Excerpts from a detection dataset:
————

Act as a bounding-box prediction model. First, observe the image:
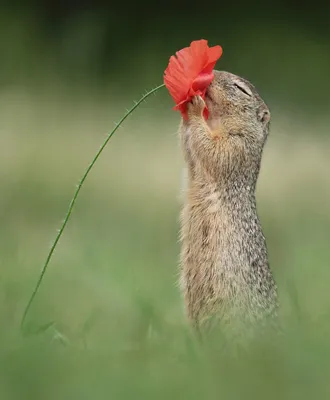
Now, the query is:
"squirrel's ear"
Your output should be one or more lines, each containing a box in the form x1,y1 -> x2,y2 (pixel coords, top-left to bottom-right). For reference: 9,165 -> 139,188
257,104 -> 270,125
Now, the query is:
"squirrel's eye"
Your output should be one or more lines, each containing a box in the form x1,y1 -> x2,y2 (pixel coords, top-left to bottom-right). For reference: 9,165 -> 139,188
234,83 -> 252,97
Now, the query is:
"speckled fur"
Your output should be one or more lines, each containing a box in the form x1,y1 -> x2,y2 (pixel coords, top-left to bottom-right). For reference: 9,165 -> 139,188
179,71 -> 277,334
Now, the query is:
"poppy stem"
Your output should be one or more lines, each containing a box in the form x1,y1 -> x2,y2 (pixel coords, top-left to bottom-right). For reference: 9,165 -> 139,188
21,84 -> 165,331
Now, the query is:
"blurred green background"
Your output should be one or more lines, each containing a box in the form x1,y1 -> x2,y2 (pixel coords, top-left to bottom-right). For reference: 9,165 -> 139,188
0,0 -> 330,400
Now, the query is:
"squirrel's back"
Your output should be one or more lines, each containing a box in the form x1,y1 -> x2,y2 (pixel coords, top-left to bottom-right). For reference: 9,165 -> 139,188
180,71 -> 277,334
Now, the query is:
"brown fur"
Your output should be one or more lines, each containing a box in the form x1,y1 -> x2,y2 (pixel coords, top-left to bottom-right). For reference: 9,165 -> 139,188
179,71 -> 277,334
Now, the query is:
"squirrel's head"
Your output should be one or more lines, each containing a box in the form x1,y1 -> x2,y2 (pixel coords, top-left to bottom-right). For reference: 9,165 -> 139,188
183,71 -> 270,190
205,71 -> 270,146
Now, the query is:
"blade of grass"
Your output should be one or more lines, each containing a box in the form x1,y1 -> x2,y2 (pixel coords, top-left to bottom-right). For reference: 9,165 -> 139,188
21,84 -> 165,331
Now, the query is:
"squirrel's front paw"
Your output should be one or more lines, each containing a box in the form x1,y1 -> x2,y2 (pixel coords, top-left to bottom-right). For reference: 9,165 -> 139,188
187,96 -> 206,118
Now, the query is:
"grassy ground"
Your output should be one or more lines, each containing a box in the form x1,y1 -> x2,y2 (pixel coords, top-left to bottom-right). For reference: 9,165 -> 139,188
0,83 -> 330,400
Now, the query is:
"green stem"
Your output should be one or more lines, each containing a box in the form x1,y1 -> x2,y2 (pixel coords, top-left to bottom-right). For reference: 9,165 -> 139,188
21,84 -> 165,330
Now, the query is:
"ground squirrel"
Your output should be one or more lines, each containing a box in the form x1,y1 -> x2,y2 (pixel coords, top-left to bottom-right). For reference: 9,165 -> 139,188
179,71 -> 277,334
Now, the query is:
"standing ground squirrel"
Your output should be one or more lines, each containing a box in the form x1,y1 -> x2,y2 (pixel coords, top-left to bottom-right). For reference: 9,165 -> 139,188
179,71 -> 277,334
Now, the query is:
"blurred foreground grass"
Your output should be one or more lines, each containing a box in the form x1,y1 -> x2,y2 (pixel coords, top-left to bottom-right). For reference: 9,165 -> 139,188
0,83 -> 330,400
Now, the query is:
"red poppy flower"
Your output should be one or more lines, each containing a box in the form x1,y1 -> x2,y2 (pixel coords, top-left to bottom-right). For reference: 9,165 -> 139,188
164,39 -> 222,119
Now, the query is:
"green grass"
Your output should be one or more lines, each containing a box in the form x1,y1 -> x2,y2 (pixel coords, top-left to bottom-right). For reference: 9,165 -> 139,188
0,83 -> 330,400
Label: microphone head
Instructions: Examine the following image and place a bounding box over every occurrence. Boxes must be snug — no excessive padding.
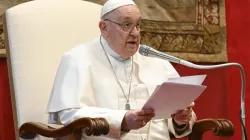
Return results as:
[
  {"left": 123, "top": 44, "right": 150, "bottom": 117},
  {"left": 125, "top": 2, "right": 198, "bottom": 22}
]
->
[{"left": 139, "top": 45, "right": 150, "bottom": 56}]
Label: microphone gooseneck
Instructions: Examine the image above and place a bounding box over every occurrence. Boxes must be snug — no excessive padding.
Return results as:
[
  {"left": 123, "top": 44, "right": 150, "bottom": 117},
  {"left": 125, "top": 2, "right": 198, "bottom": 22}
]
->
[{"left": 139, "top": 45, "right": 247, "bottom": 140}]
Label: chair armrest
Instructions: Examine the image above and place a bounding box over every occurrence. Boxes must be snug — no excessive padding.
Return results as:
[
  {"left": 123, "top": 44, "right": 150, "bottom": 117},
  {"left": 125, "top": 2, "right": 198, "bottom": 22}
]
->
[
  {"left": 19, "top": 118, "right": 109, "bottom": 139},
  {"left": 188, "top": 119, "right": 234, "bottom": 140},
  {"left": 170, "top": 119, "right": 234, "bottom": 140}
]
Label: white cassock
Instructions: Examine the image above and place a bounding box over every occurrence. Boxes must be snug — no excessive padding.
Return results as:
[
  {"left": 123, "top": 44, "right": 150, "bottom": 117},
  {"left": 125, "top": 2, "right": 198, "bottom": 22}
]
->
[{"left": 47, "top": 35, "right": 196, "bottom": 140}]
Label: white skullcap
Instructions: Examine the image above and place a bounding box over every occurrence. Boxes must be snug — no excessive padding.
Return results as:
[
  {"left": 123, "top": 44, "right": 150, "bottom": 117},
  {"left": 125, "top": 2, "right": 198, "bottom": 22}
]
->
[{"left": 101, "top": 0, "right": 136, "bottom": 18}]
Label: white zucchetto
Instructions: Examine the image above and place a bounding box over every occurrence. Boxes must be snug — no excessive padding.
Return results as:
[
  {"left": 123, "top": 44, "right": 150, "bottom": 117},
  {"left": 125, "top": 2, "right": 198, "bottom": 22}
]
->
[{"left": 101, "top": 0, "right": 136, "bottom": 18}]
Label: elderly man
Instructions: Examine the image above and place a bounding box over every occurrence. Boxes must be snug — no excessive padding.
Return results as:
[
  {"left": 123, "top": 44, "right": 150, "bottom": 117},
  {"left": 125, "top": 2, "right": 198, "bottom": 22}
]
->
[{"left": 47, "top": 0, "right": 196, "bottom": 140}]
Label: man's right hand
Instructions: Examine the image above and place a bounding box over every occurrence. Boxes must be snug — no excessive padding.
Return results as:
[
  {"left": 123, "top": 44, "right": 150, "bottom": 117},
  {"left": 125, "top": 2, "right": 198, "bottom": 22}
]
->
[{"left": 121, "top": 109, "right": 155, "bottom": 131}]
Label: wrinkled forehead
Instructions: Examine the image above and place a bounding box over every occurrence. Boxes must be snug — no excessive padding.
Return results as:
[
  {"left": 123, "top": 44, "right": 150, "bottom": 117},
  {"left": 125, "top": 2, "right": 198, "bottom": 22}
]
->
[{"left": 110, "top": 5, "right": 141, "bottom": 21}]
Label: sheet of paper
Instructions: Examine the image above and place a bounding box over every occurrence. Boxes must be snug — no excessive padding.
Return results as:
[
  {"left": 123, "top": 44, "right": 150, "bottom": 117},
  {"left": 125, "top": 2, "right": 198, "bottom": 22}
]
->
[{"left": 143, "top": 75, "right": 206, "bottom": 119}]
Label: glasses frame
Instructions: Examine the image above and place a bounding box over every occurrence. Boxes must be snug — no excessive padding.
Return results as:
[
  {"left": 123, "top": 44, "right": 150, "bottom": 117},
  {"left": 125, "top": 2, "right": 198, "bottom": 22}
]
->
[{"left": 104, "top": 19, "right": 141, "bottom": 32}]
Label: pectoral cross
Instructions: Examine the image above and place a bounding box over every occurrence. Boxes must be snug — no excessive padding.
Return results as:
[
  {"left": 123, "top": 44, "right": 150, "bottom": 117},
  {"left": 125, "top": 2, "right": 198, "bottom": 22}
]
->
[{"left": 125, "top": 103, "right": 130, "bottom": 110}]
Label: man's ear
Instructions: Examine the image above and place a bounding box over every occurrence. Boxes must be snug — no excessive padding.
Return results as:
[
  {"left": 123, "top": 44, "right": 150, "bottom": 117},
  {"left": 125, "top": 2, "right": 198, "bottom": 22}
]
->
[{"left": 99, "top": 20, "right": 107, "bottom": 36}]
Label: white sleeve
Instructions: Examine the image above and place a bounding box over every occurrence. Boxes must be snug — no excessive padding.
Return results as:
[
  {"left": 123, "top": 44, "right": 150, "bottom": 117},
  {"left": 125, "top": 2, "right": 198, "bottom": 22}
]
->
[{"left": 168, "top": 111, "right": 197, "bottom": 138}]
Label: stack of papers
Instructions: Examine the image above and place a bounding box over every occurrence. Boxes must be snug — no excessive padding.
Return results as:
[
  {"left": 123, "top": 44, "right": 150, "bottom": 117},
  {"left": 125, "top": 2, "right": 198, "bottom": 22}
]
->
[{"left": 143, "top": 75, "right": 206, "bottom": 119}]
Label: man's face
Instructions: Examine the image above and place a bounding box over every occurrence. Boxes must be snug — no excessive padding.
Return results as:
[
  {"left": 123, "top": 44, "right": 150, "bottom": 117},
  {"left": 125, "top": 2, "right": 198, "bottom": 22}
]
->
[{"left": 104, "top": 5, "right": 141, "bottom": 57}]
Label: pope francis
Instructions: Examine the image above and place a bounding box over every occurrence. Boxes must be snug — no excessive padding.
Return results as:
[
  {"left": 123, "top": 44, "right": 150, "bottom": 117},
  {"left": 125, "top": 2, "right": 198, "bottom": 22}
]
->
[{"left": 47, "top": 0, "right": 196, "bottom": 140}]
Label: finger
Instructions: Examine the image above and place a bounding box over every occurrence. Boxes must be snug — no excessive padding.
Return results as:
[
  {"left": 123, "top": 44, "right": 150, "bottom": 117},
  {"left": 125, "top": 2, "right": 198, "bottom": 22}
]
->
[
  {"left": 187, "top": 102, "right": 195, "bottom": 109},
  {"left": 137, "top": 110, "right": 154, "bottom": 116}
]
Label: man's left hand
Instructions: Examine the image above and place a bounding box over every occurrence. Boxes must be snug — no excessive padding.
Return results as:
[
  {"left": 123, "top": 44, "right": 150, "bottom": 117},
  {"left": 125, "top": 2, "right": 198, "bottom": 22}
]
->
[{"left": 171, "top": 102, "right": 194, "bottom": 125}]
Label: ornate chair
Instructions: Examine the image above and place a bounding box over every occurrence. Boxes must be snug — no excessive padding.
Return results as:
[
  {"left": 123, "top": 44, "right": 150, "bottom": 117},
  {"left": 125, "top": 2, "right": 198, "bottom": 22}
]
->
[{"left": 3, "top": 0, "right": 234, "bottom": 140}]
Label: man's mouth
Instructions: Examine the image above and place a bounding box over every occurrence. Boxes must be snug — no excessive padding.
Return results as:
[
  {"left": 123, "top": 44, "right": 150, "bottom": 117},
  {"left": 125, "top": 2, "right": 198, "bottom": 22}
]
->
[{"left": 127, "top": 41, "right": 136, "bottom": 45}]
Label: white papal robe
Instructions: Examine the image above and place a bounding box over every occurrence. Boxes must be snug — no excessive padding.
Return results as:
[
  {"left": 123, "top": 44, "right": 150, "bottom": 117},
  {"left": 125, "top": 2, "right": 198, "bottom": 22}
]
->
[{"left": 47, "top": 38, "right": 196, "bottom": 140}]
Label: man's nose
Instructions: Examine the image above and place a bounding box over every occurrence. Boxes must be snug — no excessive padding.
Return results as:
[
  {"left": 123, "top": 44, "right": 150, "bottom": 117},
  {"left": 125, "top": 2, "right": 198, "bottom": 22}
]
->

————

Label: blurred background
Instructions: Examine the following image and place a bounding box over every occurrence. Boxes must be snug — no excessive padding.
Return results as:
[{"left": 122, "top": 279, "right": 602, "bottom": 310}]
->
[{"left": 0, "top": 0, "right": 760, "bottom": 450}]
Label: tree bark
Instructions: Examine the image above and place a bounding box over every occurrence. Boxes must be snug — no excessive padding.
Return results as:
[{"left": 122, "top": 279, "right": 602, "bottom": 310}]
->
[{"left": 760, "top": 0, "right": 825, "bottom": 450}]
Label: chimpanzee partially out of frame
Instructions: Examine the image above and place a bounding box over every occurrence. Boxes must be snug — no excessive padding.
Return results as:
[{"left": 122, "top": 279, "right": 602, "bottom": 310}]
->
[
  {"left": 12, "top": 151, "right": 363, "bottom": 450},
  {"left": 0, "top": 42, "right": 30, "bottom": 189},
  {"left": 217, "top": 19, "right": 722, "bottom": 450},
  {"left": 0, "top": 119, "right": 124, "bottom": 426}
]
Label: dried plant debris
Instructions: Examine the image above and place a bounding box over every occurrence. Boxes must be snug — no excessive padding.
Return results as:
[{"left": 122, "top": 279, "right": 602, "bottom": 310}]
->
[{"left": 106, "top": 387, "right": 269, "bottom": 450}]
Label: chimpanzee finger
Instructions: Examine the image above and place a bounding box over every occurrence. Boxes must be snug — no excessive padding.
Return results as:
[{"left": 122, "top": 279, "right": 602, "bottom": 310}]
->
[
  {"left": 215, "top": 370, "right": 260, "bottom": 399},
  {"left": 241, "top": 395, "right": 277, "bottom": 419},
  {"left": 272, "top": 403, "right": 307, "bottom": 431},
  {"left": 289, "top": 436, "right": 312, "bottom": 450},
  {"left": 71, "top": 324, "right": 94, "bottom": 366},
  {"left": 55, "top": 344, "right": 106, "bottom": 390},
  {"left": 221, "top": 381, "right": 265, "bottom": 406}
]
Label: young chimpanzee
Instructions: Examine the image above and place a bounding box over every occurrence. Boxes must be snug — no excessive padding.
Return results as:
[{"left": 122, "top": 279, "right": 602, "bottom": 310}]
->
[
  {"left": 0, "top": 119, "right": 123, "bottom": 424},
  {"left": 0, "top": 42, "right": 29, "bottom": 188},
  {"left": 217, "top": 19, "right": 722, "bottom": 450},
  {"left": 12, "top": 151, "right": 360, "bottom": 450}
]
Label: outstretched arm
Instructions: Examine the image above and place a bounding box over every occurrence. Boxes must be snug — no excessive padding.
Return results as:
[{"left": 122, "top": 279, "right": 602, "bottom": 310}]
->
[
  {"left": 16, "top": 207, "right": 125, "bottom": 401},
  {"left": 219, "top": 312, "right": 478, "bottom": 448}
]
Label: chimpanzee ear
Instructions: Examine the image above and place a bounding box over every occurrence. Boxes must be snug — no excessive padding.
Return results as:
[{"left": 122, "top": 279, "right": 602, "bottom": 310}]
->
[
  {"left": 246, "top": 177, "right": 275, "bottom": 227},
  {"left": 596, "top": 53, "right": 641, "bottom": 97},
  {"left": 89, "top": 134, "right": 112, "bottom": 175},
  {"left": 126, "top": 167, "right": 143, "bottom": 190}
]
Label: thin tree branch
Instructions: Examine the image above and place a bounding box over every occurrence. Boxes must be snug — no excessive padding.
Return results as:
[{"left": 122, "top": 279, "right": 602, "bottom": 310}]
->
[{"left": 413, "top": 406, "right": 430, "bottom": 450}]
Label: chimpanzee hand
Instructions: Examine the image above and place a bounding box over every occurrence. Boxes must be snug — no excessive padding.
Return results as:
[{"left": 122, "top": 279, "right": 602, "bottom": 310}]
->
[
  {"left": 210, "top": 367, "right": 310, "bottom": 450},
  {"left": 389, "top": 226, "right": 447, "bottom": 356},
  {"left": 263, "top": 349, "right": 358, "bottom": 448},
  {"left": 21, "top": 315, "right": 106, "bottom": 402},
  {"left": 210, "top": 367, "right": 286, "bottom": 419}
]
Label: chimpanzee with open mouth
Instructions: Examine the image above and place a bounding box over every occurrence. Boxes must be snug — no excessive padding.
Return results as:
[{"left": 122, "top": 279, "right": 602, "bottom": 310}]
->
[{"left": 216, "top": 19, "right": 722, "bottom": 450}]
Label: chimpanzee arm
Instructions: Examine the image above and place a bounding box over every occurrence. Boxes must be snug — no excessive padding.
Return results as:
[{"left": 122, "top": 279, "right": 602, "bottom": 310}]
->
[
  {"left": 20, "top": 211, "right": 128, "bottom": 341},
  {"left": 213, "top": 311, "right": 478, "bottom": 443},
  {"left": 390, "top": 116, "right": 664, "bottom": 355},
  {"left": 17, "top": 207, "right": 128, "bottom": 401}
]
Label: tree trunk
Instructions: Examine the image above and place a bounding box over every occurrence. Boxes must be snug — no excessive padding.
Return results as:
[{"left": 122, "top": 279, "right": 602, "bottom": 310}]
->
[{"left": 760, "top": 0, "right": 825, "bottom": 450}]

————

> _Exercise directions_: List every line of the records that contains the string "background".

> _Answer to the task_:
"blurred green background"
Label: blurred background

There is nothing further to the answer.